# WHAT THIS TASK INVOLVES
Which lines in the entries below contain the word "shrub"? Copy out each of them.

============================================================

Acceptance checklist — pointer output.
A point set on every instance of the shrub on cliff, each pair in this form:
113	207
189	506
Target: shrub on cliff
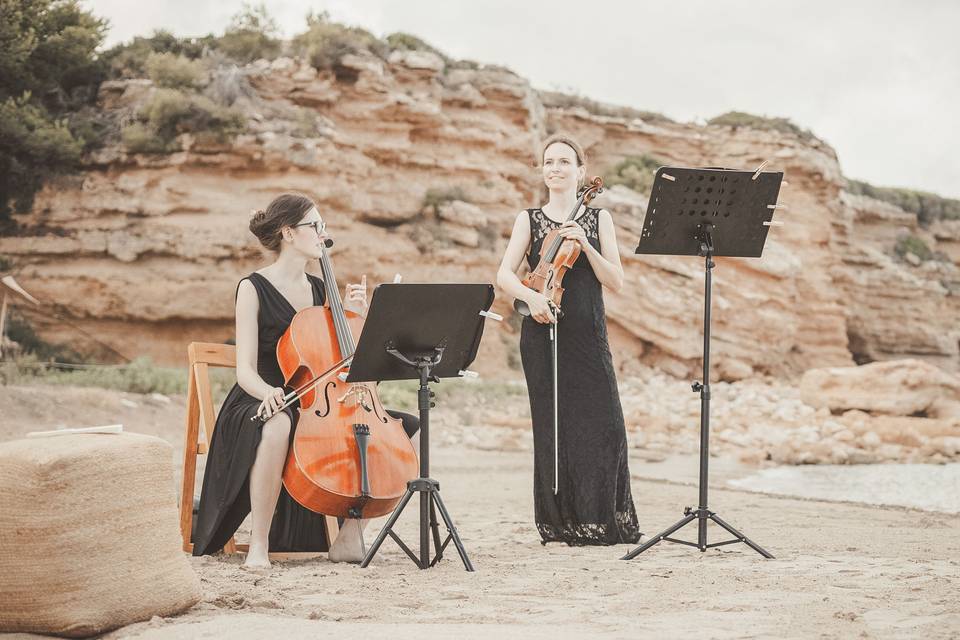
408	42
49	68
252	34
635	172
36	146
927	206
171	113
129	60
738	119
325	43
174	71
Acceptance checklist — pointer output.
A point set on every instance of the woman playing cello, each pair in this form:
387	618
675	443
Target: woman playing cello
581	478
246	457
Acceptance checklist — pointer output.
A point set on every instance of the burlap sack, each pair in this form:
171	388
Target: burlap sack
89	537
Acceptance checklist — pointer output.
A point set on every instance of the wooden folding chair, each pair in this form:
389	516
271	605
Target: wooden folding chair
204	355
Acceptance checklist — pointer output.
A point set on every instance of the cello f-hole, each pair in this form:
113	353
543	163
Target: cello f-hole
326	399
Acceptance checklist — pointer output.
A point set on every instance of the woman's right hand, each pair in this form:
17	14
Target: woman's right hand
271	404
540	309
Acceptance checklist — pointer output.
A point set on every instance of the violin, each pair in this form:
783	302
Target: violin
557	255
348	457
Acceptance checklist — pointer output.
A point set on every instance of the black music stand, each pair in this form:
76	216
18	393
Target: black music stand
707	213
421	332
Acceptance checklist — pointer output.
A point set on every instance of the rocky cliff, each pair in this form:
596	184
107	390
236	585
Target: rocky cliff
420	169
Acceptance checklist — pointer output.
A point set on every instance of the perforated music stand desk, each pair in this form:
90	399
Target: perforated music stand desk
421	332
707	213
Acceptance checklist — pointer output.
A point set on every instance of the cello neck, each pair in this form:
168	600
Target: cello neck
344	335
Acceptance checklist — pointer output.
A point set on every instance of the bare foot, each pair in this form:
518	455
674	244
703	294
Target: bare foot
257	558
347	548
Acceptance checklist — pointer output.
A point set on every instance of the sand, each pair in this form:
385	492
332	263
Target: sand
841	570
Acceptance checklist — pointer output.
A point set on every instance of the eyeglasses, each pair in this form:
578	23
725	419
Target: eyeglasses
318	226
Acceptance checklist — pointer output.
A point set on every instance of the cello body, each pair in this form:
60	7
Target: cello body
348	457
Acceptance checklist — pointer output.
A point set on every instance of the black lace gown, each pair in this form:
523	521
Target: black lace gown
593	505
225	497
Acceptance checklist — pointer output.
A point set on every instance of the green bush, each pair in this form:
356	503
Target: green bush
325	43
174	71
171	113
48	48
36	146
410	42
737	119
252	35
916	246
49	67
129	60
927	206
635	172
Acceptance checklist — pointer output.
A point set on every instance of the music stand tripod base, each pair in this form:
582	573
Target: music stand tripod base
424	332
691	212
428	488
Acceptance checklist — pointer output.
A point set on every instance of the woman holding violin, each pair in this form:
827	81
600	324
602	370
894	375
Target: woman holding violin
581	477
254	430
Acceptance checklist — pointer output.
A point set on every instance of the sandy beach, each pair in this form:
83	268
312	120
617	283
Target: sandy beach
842	569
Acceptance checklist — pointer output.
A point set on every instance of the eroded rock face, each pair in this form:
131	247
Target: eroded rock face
897	388
143	253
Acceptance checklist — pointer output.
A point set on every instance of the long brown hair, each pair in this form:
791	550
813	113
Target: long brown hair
570	142
285	210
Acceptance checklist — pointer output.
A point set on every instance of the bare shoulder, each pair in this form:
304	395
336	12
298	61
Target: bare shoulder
247	295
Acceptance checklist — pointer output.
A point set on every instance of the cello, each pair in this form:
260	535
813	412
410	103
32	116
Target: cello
348	457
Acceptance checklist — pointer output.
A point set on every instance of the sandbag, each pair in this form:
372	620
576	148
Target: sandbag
89	537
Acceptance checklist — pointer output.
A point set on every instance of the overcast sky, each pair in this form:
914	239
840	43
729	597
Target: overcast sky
879	80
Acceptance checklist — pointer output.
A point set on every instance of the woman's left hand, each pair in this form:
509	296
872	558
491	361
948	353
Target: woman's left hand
571	230
357	297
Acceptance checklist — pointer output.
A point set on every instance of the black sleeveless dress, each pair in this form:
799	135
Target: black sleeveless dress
593	505
225	497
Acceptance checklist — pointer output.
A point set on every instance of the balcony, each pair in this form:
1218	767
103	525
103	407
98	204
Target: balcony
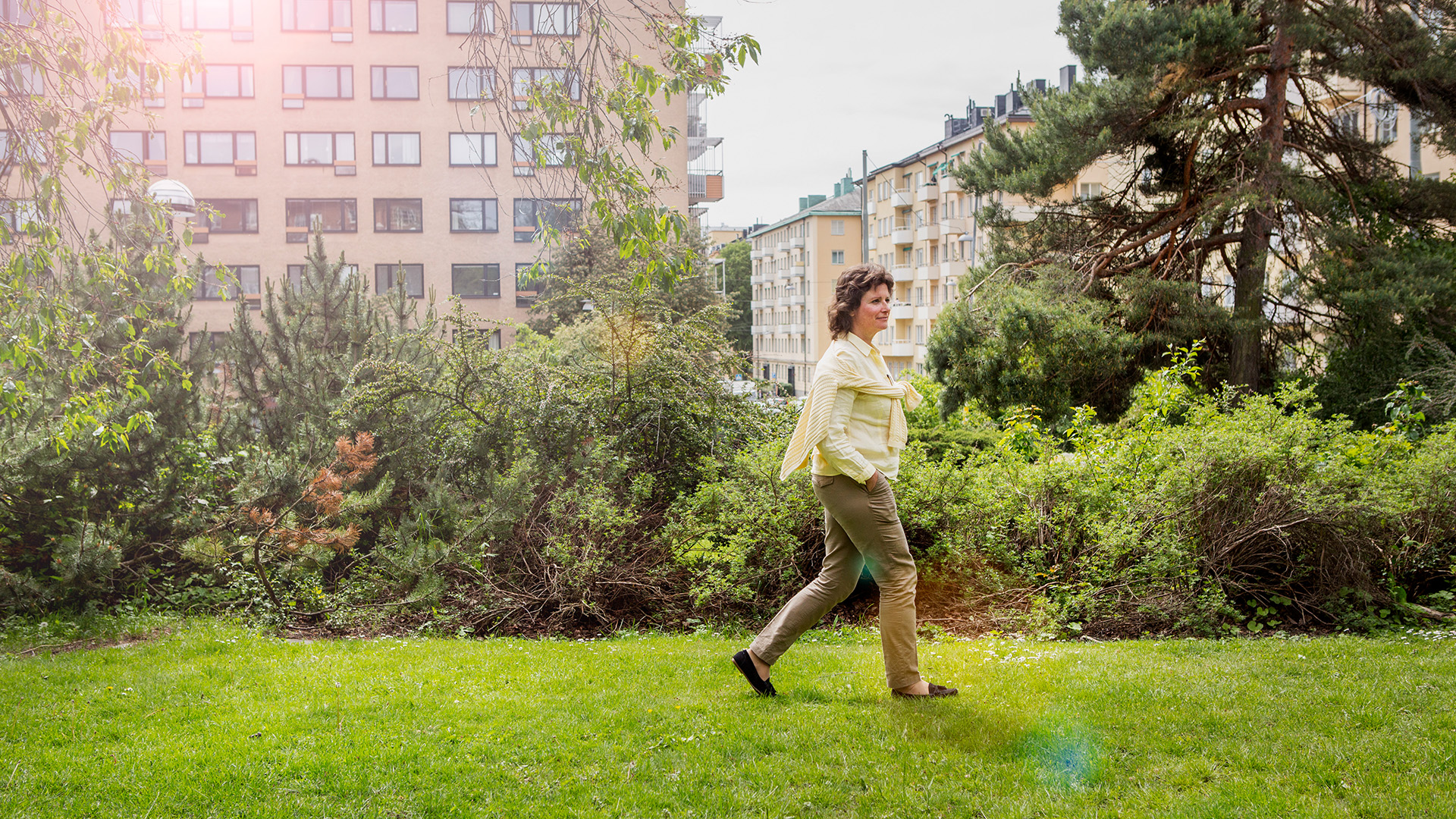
705	187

============================================================

# RIGHT ANSWER
A point set on every instance of the shrub on cliff, each pair in this form:
Target: shrub on cliff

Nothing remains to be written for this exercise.